Reproduce, word for word, the part of the records that opens with the line containing "Find the distant ridge" and closes with the line containing "Find the distant mountain", including both of those lines.

* begin Supplied data *

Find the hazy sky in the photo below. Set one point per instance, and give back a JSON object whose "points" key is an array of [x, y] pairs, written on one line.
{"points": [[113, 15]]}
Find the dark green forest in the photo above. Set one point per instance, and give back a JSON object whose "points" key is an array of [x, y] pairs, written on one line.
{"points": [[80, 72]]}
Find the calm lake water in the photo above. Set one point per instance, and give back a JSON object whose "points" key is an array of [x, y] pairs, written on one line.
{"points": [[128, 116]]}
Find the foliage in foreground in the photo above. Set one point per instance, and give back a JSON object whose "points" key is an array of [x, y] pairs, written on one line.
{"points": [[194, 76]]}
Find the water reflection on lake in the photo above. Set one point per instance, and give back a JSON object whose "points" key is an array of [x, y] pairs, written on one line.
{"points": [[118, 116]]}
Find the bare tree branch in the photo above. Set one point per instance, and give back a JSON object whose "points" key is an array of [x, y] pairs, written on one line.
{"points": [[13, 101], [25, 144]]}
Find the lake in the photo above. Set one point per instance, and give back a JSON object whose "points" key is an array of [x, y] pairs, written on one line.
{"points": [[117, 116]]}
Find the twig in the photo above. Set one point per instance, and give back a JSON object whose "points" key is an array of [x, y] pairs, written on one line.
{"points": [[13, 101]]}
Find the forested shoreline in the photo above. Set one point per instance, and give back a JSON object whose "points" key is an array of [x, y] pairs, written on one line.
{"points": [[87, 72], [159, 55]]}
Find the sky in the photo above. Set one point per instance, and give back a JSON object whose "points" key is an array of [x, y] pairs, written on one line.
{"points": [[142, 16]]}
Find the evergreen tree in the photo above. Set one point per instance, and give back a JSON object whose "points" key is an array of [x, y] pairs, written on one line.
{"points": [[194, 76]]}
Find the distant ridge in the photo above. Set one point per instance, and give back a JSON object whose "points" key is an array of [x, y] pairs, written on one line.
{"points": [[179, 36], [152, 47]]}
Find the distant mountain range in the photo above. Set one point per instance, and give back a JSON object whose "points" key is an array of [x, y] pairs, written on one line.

* end Supplied data *
* begin Supplied data *

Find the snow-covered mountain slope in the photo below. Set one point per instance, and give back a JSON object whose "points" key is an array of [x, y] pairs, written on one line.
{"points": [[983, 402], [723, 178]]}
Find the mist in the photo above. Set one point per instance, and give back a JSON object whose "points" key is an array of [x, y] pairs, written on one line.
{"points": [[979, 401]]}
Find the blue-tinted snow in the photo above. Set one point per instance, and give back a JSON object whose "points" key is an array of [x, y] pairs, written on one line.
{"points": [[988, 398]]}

* end Supplied data *

# Exercise answer
Find the distant ridge in the photo above. Set one point per instance, and give back a JSON object whose "points" key is an array of [x, y] pairs, written on one line.
{"points": [[179, 36], [152, 47]]}
Find the distant mountain range in the photo above. Set one point per instance, and give back a JSON object whose "points" key is an array of [x, y] pairs, written on one line.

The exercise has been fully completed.